### DIRECTION
The lines to be set down run from the line containing "of the parked" through the final line of the data below; print them exactly and print nothing else.

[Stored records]
=-=-=-=-=

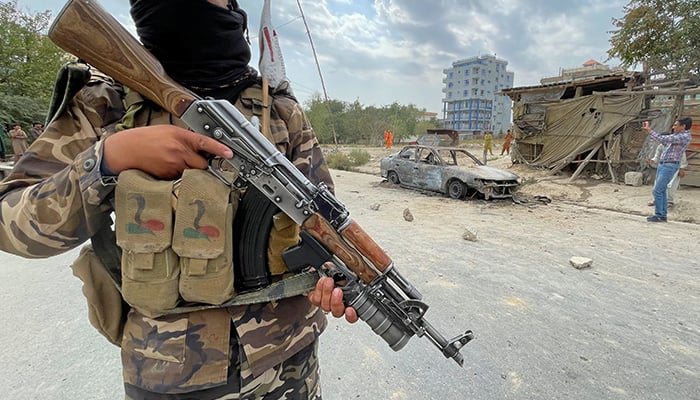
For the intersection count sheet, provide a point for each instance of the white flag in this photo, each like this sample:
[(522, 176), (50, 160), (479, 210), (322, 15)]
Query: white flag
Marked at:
[(271, 63)]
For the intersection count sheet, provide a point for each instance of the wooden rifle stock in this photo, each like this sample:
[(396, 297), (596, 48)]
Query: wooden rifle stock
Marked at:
[(84, 29)]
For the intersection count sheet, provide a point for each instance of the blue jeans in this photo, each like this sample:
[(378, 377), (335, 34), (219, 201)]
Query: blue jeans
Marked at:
[(664, 175)]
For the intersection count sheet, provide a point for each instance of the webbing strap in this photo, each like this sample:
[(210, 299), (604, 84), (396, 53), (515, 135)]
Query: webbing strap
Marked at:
[(295, 285), (108, 252)]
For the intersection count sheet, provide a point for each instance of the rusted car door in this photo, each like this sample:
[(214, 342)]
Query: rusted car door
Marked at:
[(404, 166), (427, 173)]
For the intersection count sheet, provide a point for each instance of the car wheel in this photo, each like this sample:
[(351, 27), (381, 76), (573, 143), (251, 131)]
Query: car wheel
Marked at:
[(456, 189), (393, 177)]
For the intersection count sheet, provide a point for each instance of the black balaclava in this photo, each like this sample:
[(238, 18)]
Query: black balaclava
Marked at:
[(201, 45)]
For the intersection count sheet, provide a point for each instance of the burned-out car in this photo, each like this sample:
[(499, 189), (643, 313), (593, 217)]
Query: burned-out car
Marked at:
[(450, 170)]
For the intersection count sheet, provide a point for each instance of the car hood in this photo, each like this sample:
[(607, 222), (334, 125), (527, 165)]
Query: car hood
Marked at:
[(486, 172)]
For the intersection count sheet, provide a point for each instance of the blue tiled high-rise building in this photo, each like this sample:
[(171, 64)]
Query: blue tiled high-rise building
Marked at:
[(473, 102)]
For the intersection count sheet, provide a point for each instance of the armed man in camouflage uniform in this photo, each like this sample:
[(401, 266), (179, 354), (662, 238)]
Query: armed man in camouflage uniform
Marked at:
[(61, 194)]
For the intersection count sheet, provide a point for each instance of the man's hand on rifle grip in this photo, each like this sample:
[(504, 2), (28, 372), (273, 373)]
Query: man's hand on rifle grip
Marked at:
[(330, 298), (163, 151)]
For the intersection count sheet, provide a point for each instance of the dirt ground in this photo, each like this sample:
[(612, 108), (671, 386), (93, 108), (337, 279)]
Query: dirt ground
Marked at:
[(626, 328), (584, 191)]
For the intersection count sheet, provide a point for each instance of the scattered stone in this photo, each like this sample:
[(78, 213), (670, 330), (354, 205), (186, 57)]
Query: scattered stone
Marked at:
[(580, 262), (469, 235), (634, 178)]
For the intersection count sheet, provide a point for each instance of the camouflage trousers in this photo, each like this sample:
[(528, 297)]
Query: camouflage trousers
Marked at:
[(297, 378)]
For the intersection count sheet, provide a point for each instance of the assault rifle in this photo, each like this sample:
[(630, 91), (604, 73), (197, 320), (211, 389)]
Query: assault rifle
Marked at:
[(380, 295)]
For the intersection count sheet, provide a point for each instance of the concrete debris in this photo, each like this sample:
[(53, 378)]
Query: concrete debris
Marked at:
[(469, 235), (633, 178), (580, 262)]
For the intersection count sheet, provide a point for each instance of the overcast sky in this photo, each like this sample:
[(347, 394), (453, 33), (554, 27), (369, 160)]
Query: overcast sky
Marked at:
[(385, 51)]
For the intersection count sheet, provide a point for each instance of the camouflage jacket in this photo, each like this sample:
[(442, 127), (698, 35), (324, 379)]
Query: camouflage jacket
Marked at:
[(56, 199)]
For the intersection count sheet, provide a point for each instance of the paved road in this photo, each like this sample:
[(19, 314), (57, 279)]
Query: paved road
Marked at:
[(627, 328)]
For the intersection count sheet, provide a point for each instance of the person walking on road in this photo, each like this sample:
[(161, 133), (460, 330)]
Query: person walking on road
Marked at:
[(506, 142), (669, 162), (488, 144), (673, 186), (19, 142)]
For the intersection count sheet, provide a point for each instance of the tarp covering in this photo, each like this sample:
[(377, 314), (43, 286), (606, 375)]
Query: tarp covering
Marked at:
[(577, 125)]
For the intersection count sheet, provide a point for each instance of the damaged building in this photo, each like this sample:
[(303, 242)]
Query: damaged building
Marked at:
[(588, 121)]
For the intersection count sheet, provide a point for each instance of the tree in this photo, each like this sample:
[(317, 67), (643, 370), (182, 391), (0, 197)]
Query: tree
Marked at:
[(29, 62), (661, 35)]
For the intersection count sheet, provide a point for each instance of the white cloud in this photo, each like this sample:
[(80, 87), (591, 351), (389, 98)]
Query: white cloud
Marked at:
[(395, 50)]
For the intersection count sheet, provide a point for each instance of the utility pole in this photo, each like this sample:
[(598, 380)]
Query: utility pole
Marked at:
[(318, 67)]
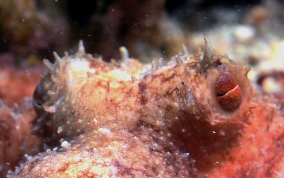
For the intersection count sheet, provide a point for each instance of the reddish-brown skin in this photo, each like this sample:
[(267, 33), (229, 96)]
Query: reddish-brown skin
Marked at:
[(101, 119), (16, 113)]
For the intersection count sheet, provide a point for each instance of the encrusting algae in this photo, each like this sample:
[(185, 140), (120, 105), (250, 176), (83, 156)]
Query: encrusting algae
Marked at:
[(196, 116)]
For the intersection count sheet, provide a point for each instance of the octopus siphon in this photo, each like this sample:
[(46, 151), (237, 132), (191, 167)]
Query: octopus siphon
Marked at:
[(197, 115)]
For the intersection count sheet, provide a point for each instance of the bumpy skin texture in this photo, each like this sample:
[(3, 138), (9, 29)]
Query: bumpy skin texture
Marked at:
[(174, 120)]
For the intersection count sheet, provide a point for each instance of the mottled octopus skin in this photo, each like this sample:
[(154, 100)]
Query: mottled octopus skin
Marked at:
[(125, 120)]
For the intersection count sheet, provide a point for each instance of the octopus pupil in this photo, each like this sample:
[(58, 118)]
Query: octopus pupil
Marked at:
[(228, 92)]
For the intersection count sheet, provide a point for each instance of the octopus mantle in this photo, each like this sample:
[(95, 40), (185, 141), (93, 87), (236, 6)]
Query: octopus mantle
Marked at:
[(195, 116)]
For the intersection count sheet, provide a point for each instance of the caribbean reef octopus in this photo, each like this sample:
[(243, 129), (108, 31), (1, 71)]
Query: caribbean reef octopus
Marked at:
[(194, 116)]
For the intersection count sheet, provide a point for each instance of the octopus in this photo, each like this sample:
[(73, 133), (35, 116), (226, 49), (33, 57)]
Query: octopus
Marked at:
[(197, 115)]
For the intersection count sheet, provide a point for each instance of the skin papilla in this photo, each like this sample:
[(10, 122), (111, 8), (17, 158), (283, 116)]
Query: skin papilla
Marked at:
[(195, 116)]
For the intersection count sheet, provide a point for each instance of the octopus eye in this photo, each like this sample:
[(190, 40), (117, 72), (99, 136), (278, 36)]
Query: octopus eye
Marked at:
[(38, 99), (228, 92)]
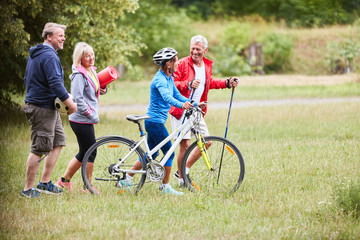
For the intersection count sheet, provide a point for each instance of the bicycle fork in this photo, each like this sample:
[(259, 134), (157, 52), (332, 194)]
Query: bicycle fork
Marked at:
[(202, 147)]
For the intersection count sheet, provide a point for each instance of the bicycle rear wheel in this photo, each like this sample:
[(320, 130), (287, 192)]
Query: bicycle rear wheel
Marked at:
[(228, 167), (106, 153)]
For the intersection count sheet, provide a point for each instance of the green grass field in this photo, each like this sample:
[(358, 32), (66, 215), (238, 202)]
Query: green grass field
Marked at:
[(296, 156)]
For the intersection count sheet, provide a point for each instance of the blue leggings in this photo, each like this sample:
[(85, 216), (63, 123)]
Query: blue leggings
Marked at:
[(156, 132)]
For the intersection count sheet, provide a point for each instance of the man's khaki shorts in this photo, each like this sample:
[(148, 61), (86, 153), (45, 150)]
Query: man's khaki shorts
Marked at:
[(47, 130)]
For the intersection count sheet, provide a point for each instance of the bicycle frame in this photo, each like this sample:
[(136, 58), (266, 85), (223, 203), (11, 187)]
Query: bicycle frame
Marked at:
[(181, 130)]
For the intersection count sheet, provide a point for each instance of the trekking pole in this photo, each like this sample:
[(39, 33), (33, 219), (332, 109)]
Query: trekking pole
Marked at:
[(191, 96), (227, 124)]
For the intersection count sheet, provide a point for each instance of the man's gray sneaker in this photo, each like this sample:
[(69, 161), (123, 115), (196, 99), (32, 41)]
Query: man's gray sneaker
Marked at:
[(48, 188)]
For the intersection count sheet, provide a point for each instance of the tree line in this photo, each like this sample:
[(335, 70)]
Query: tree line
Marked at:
[(130, 31)]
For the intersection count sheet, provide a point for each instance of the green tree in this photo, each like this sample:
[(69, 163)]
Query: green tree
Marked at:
[(22, 22)]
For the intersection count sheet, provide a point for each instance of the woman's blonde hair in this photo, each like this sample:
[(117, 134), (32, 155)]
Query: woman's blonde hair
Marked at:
[(81, 48), (50, 28)]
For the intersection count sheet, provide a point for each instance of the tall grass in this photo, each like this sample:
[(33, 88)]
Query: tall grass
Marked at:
[(295, 156)]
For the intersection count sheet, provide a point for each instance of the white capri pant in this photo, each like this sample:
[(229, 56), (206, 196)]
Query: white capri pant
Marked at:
[(175, 123)]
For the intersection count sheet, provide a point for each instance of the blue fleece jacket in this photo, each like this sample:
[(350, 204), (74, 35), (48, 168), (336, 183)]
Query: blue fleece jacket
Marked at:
[(163, 94), (44, 77)]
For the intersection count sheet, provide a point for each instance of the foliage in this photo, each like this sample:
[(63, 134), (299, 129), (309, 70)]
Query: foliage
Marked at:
[(307, 13), (277, 49), (347, 197), (340, 56), (343, 56), (228, 63), (197, 9), (22, 22), (160, 25), (238, 36)]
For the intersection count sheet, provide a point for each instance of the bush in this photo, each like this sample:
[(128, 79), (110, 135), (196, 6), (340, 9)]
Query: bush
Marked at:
[(277, 49), (228, 63), (347, 197)]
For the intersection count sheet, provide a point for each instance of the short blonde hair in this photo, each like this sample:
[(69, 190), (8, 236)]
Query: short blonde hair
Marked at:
[(199, 39), (81, 48), (50, 28)]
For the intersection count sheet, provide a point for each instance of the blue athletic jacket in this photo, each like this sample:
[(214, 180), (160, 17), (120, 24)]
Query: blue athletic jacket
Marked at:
[(163, 94), (44, 77)]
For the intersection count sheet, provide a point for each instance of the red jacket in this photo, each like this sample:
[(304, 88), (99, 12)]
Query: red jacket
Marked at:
[(186, 73)]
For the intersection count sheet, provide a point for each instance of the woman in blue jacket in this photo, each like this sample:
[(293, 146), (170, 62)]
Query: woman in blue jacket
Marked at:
[(163, 95), (85, 89)]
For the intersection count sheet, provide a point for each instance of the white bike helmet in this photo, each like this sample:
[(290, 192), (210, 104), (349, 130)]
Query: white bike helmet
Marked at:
[(164, 55)]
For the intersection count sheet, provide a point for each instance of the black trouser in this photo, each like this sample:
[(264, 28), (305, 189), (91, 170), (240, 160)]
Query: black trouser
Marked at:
[(85, 135)]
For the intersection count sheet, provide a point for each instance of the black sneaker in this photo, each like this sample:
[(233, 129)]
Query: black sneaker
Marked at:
[(48, 188), (31, 193), (176, 175)]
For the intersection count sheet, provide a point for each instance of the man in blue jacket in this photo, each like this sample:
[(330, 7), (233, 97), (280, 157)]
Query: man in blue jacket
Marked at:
[(44, 81)]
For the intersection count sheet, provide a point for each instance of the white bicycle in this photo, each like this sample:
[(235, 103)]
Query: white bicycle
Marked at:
[(219, 168)]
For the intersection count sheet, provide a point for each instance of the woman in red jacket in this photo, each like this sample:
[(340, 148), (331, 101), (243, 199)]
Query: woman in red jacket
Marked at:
[(194, 79)]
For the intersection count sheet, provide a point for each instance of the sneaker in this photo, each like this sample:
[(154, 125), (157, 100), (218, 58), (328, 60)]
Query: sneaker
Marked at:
[(191, 182), (170, 190), (182, 184), (31, 193), (125, 184), (176, 175), (61, 184), (48, 188), (85, 190)]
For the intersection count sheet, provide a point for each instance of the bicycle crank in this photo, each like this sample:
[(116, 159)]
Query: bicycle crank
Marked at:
[(157, 175)]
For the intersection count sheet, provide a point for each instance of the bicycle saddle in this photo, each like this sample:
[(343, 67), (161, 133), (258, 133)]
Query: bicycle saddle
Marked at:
[(137, 118)]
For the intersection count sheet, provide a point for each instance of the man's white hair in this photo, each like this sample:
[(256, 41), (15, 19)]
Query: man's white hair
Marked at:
[(199, 39)]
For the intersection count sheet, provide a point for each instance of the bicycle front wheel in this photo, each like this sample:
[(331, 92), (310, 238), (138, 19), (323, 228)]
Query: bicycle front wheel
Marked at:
[(98, 172), (227, 167)]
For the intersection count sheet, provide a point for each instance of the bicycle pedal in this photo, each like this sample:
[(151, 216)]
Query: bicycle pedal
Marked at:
[(121, 191), (195, 186)]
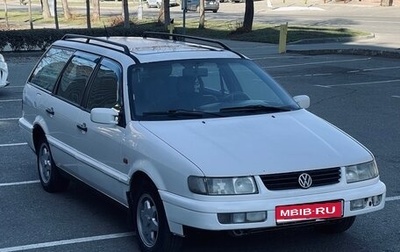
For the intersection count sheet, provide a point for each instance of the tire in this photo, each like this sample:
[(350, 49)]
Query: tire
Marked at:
[(49, 174), (336, 226), (148, 214)]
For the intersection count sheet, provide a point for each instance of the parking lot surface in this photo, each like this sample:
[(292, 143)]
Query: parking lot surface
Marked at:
[(359, 94)]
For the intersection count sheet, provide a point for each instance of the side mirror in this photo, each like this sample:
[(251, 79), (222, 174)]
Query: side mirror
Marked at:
[(104, 116), (302, 100)]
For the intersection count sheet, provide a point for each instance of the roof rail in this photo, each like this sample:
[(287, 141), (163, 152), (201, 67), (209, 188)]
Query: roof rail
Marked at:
[(175, 37), (124, 48)]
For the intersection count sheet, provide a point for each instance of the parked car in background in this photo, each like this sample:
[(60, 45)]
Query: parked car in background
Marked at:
[(3, 72), (189, 134), (157, 3), (209, 5)]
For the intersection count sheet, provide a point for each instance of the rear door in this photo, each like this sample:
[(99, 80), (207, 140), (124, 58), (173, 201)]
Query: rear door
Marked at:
[(65, 109), (105, 168)]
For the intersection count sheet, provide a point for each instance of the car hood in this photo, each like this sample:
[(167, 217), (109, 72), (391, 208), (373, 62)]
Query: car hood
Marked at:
[(259, 144)]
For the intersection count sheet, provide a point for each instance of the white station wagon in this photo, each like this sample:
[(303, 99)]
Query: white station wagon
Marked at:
[(187, 134)]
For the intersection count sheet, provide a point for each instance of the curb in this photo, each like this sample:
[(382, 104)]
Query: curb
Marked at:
[(351, 51)]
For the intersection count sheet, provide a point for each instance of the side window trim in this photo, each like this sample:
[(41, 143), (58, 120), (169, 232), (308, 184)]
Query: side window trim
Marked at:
[(44, 57)]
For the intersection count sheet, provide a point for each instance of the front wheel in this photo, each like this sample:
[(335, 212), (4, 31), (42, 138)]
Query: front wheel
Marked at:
[(49, 174), (336, 226), (152, 231)]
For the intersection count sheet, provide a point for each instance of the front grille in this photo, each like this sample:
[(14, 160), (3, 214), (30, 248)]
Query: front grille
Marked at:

=-=-=-=-=

### RESULT OF THIS EXERCISE
For the intersection count sheet, provide a point for each instance of the parked car in background in this photo, each like this sample:
[(60, 45)]
Query: parked car in background
Marked at:
[(3, 72), (189, 134), (157, 3), (209, 5)]
For the intersection count sheet, provide a point for each instance of the rear door in this photo, each like this sample:
[(99, 80), (207, 140), (124, 58), (173, 201)]
Query: rear door
Marked at:
[(65, 109), (105, 168)]
For the intersection count sheet, provide a point for each instance of the car hood in this photo, each like this sample:
[(167, 217), (109, 72), (391, 208), (373, 62)]
Query: car hood
Marked at:
[(259, 144)]
For the intersection count sheet, provide a point for each instance of the white station wagon in this photo, each like this sample:
[(303, 99)]
Query: white station wagon
Marked at:
[(187, 134)]
For the intersection count sheet, provide a point for each instance of the curb in this photo, each like this sample:
[(382, 104)]
Query: curb
Marked at:
[(351, 51)]
For the intersection count sheet, provide a point for each instance of the side window trim in this photo, each like this sample:
[(41, 143), (58, 120), (169, 232), (308, 184)]
Query: side window trim
Marked at:
[(44, 57)]
For the intersection count sheet, provide a point for each instance of the front wheel in this photo, each like this sample:
[(335, 212), (4, 31), (42, 138)]
Query: front wheel
Marked at:
[(49, 174), (336, 226), (152, 231)]
For the intersection count sheet, provide a point for each instance of the front grille in this photo, each like this sample:
[(14, 160), (3, 214), (30, 248)]
Query: front grille
Marked at:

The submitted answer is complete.